WHAT YOU HAVE TO DO :: For each line below that holds "pink", return the line as it stands.
------ SUPPLIED MATERIAL
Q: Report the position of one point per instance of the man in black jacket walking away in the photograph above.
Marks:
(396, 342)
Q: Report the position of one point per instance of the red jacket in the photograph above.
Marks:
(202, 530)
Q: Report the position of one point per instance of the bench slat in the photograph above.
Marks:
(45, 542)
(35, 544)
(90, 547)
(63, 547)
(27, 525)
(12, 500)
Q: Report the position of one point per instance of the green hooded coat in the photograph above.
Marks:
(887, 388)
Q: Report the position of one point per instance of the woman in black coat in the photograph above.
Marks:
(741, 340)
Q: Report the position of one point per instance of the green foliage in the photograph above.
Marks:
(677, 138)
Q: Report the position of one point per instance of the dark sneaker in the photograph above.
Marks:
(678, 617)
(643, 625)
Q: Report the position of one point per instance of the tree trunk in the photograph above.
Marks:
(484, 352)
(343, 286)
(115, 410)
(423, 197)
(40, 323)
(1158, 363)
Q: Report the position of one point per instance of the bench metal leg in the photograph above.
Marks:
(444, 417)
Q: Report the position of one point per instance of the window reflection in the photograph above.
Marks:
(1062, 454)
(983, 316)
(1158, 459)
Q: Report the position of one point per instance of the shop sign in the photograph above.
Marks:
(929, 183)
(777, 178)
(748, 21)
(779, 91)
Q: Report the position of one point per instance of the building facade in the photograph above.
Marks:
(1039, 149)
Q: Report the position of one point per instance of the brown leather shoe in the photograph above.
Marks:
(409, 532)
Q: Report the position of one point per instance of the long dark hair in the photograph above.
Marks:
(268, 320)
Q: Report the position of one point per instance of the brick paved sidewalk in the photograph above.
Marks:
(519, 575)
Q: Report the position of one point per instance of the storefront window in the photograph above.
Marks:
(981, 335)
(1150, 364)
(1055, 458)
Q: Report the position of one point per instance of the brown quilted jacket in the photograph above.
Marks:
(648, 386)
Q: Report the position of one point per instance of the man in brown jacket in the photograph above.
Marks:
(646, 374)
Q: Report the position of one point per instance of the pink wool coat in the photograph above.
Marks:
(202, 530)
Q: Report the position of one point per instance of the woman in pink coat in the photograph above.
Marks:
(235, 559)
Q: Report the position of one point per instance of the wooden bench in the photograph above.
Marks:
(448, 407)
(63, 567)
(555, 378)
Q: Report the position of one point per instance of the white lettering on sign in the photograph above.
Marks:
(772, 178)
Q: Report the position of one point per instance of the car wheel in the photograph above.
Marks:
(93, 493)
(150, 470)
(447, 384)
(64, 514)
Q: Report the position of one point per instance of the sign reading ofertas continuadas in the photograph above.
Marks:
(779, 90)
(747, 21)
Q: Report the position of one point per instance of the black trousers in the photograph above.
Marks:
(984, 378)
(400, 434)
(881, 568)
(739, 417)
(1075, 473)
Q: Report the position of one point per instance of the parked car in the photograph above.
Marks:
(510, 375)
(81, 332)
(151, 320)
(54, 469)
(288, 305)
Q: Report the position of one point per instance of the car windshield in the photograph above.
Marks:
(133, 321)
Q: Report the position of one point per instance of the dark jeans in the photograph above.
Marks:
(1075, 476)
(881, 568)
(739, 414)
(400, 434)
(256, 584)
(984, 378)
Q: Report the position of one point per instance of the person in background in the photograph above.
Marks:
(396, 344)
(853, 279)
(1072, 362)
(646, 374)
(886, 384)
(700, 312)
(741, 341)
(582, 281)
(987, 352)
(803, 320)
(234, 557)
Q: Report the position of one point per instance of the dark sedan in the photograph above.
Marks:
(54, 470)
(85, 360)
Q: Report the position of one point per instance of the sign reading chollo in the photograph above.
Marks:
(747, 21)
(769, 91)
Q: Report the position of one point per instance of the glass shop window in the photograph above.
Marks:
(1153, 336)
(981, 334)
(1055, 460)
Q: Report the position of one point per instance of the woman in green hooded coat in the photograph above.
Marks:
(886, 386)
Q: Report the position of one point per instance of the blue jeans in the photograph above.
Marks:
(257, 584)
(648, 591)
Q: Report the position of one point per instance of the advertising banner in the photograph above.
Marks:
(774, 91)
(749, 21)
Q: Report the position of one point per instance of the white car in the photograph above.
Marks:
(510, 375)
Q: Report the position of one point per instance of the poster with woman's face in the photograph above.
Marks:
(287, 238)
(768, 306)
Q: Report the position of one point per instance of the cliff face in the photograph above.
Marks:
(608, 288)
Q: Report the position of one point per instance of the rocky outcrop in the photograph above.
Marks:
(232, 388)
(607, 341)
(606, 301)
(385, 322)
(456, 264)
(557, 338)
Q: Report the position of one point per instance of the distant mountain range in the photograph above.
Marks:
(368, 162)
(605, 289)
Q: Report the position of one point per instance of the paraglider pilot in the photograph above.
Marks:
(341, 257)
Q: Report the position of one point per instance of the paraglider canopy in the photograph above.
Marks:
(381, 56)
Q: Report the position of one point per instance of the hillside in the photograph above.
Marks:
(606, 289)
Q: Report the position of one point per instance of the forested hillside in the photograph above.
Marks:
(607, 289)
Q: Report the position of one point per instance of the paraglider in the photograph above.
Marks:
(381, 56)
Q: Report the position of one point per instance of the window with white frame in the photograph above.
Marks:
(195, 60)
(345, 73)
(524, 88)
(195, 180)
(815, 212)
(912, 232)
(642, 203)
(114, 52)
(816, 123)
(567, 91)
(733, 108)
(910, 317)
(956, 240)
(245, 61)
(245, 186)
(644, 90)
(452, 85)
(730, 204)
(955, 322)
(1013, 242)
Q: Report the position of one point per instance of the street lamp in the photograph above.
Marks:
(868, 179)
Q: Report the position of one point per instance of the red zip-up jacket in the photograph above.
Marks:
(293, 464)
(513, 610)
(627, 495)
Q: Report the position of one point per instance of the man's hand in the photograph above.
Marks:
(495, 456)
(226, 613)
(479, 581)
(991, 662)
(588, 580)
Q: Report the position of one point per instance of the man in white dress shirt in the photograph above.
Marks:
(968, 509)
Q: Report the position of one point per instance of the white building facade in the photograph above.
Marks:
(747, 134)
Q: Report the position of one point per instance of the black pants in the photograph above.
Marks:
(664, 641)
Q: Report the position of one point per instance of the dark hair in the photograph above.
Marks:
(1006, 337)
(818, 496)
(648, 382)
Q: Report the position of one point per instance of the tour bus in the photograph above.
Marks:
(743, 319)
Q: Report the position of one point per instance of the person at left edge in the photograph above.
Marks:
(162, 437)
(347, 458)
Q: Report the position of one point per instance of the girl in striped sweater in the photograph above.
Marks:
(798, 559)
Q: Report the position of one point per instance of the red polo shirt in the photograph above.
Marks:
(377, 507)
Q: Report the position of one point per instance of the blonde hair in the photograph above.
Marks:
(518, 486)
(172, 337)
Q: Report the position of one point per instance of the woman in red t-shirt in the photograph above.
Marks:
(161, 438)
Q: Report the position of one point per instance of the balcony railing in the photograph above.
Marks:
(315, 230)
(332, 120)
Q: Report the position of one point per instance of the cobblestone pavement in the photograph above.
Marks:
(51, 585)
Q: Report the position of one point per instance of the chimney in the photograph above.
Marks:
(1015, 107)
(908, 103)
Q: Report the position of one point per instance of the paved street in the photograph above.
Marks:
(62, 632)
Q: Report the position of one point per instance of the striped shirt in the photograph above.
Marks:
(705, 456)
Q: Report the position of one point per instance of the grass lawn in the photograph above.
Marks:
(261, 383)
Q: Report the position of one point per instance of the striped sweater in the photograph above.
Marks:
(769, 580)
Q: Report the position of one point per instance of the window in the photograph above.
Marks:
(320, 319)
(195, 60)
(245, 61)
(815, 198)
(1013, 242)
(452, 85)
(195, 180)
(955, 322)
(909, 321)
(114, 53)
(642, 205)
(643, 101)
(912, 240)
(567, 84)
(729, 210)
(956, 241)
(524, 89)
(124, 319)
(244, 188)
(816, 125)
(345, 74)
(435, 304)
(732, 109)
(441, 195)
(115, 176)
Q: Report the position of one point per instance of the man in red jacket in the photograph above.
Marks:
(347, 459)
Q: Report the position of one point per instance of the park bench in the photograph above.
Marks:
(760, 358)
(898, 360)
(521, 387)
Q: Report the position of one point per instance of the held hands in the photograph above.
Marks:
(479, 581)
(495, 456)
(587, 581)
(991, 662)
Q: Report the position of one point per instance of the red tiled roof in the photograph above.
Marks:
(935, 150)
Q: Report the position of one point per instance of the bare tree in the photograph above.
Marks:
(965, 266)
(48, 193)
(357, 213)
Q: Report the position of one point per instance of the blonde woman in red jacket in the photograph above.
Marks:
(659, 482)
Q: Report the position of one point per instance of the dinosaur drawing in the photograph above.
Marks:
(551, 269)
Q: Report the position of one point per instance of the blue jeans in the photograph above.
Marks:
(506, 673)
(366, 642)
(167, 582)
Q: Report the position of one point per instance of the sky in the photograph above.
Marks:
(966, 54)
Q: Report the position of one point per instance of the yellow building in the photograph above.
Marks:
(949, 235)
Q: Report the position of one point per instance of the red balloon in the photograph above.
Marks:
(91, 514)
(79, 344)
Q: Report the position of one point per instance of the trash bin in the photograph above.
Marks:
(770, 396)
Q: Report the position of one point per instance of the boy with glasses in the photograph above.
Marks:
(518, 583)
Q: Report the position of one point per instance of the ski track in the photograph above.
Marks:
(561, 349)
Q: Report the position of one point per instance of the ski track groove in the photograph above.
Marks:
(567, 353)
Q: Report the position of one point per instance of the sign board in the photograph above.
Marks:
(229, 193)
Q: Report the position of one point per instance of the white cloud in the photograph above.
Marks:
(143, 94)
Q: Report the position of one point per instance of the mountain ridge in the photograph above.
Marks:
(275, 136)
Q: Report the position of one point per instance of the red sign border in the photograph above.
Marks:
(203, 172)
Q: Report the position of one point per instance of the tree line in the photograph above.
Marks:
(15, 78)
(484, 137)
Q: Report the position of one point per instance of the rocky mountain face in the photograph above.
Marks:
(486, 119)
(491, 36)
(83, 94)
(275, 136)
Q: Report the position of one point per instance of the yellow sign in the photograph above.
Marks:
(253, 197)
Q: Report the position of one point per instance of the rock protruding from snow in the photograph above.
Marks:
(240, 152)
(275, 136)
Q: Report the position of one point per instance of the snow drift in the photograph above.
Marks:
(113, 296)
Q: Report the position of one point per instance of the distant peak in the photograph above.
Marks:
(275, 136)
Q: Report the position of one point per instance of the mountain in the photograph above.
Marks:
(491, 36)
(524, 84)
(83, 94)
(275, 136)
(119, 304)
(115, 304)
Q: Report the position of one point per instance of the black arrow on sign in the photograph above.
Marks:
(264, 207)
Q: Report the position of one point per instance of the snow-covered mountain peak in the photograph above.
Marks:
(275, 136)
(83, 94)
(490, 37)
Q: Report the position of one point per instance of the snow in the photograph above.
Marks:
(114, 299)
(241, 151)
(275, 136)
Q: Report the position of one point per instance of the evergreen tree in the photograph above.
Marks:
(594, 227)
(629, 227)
------------
RESPONSE TO THIS EXERCISE ::
Q: Report the position of one point per instance of the pink wool coat in the photograph above.
Q: Report the position of one point per instance of the woman in pink coat in the photograph above.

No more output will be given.